> [THE REQUEST]:
Reproduce the items below, substituting "lighting review" for every occurrence of "signal-timing review" and leaving everything else unchanged.

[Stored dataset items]
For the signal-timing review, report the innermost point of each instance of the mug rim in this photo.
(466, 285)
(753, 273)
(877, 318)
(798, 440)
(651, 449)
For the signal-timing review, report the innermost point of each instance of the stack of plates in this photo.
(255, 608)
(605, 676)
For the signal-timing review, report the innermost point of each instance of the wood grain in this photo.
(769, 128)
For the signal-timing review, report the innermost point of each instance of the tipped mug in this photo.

> [ANSWER TO THIS TASK]:
For the lighting review, report the innermost point of each instance of the mug rim in this photo.
(466, 285)
(753, 273)
(877, 318)
(798, 440)
(651, 449)
For the lighting review, report the innermost point of each instance of the stack of plates in this photo.
(255, 608)
(605, 676)
For the lighting review, report the innermost point of each instance of the wood grain in this photo.
(769, 128)
For the lighting review, report the innermost point of each instance of the tipped mug in this photo.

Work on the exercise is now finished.